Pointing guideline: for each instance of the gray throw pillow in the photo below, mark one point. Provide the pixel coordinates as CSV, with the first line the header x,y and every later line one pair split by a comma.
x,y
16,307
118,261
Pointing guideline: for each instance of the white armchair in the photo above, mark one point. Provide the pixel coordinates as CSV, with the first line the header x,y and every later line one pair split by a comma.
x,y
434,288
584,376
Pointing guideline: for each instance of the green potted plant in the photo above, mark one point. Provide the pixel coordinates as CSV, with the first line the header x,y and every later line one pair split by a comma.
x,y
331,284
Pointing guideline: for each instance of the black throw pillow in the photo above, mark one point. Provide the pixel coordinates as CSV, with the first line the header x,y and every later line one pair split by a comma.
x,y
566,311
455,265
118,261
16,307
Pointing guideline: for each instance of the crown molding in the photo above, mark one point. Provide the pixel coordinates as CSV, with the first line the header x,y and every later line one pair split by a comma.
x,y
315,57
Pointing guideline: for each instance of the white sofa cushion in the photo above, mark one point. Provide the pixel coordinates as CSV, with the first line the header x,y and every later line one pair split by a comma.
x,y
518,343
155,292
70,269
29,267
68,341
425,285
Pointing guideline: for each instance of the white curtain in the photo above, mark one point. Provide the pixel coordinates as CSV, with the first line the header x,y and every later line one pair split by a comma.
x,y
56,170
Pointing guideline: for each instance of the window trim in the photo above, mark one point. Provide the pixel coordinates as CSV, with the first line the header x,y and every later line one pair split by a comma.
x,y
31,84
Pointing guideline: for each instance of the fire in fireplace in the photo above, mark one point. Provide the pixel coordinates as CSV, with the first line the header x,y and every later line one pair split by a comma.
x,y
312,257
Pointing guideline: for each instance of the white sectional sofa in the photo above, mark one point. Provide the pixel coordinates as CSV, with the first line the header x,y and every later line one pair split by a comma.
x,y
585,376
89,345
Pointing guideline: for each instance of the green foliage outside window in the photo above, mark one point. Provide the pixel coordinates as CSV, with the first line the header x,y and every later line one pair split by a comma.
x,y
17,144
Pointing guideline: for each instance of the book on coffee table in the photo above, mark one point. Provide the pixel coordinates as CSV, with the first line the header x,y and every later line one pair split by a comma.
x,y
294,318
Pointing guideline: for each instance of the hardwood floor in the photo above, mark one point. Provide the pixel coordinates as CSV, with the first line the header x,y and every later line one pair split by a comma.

════════════════

> **WHAT YOU WILL DO**:
Transcribe the data above in full, keeping every word as it is.

> **SOLUTION TO THIS EXERCISE**:
Pointing guideline: for each instance of the gray throw pillow in the photo below, mark one point. Provide the pixel coordinates as CSV, with the first line the header x,y and every later line one pair split by a comma.
x,y
16,307
118,261
Pointing guideline: for each instance of the white armchair in the photo above, mark one point. Provide the pixel coordinates as CSV, with the first line the header x,y and every later line one pair split by a comma.
x,y
434,288
584,376
Pointing guideline: for each instance of the green potted plant in the photo above, mark one point. Provide the pixel coordinates as CSV, with the first line the header x,y and every later line one pair split by a comma.
x,y
331,284
Pointing guideline: for each instance of the black throw pillow in the photo above, mark one point. Provide the pixel coordinates as CSV, with the first line the header x,y and every later line one pair split by a comma.
x,y
566,311
455,265
118,261
16,307
Pointing guideline: for each instance of the crown molding in the photo above, mark one point. Provide the pixel coordinates as CSV, with the first line the header x,y and every later line one pair split by a comma.
x,y
315,57
Pointing guideline: for each instance of the white sofa cushion in the photo above, mark one point. Provide the pixel coordinates as CSV, with the first line the header x,y and every later line one pair split by a comma.
x,y
518,343
155,292
70,269
29,267
68,341
425,285
Pointing guideline: for each instance of the white curtain in the photo above, mark one point. Provide the pixel coordinates as CSV, with the first line the header x,y and every later line one pair split by a comma.
x,y
56,170
Pointing guideline: for each instance of the window trim in the photo above, mark one point. Provide the pixel coordinates as CSV, with the first line the header x,y and every later line one pair split by a comma.
x,y
31,84
Pointing guideline: for each instance of the fire in fireplace in the photo above, mark one point. Provide the pixel coordinates as CSV, with the first line the header x,y and every later line one pair split by a comma.
x,y
312,257
Pointing guideline: for each instance of the white sectional sofa in the photo above, mark one point. Provide the pixel coordinates as CSV, with the first line the header x,y and every later line one pair split by a comma.
x,y
585,376
89,345
Pointing guideline: for each instance of the green foliage outside window in the photo above, mark one point. Provide the pixel coordinates as CSV, with the first line the header x,y and every later line one pair split by a comma.
x,y
17,144
Pointing guideline: for each instance of the book on coffee table in the photo above, mark one point. Provide the pixel coordinates as CSV, with the first line the header x,y and every later line one pair split by a comma.
x,y
294,318
Pointing guideline: for each instance of the hardwood floor in the photo above, mark one point. Provide the pixel coordinates as CSV, with the first line the header x,y and every later line one pair split by a comma.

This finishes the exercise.